### WHAT IS REQUIRED:
State how many lines in the items below contain the word "water", and reply with only the number.

### THE INPUT:
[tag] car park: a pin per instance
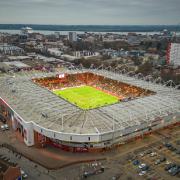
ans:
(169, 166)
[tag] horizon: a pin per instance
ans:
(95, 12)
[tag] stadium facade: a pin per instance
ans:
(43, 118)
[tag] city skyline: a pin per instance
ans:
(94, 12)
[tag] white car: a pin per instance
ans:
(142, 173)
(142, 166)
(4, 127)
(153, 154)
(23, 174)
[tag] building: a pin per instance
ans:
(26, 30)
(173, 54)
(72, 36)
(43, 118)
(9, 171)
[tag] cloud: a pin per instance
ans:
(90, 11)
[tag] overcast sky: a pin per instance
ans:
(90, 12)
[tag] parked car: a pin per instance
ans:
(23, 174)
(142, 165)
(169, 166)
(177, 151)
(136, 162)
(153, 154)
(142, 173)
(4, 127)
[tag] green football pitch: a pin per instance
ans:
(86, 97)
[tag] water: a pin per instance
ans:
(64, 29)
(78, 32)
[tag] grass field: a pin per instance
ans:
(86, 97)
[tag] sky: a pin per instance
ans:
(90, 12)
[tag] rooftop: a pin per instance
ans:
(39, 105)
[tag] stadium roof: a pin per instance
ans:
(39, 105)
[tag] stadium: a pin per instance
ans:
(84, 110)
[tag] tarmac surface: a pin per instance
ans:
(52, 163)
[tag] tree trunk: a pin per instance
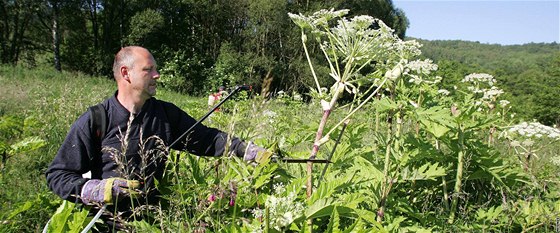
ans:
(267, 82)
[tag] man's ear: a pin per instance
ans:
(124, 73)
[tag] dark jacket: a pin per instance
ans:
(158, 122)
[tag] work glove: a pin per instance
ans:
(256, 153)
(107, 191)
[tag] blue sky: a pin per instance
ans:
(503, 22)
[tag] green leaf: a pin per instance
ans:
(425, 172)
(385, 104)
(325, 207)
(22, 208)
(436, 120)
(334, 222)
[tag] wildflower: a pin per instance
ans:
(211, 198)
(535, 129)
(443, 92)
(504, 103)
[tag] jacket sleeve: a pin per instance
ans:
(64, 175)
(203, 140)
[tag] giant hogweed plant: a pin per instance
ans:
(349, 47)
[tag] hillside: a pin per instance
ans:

==

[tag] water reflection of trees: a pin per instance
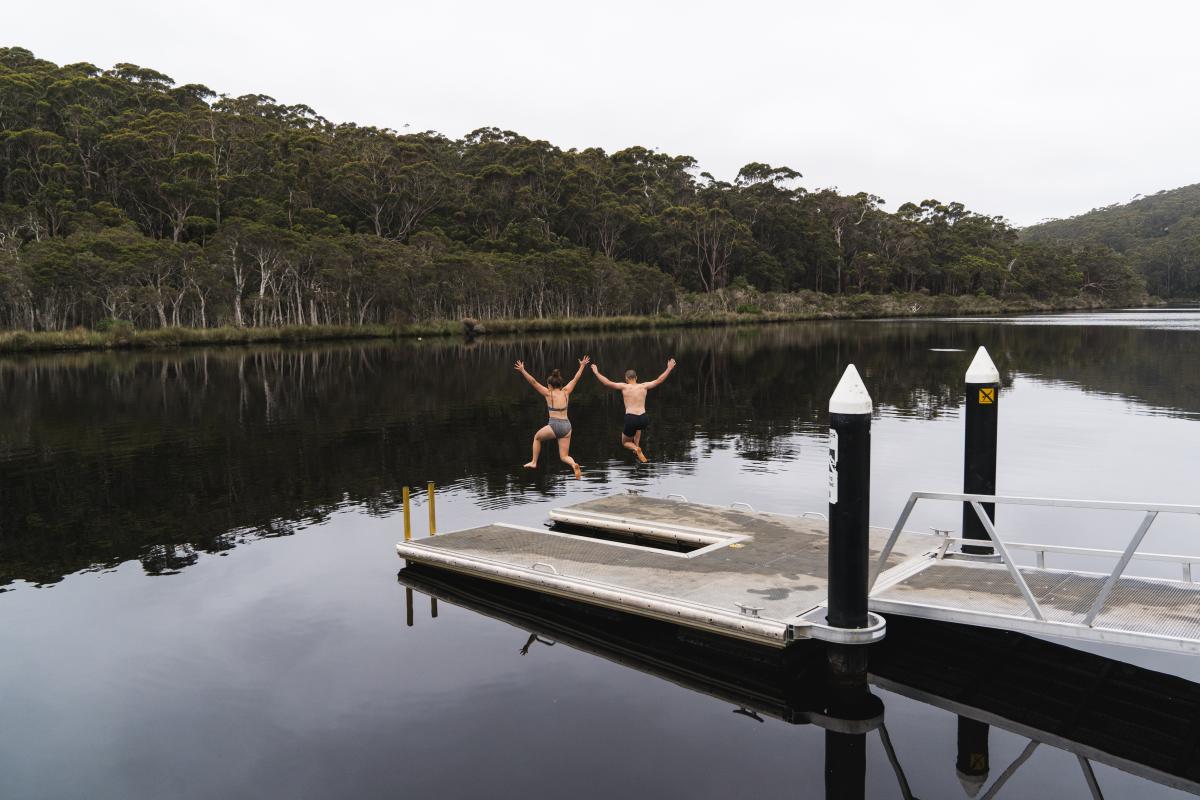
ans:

...

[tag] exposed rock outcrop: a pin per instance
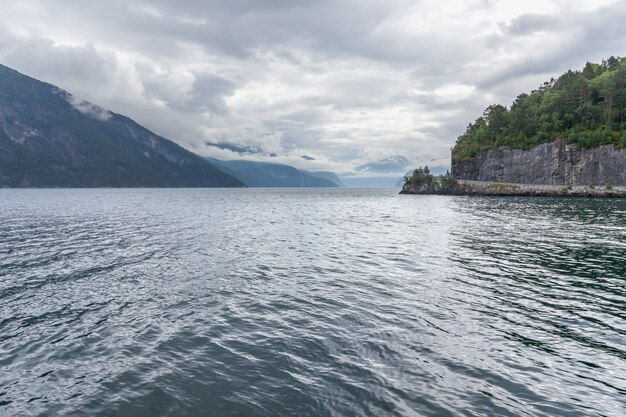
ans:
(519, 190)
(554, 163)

### THE REPLY:
2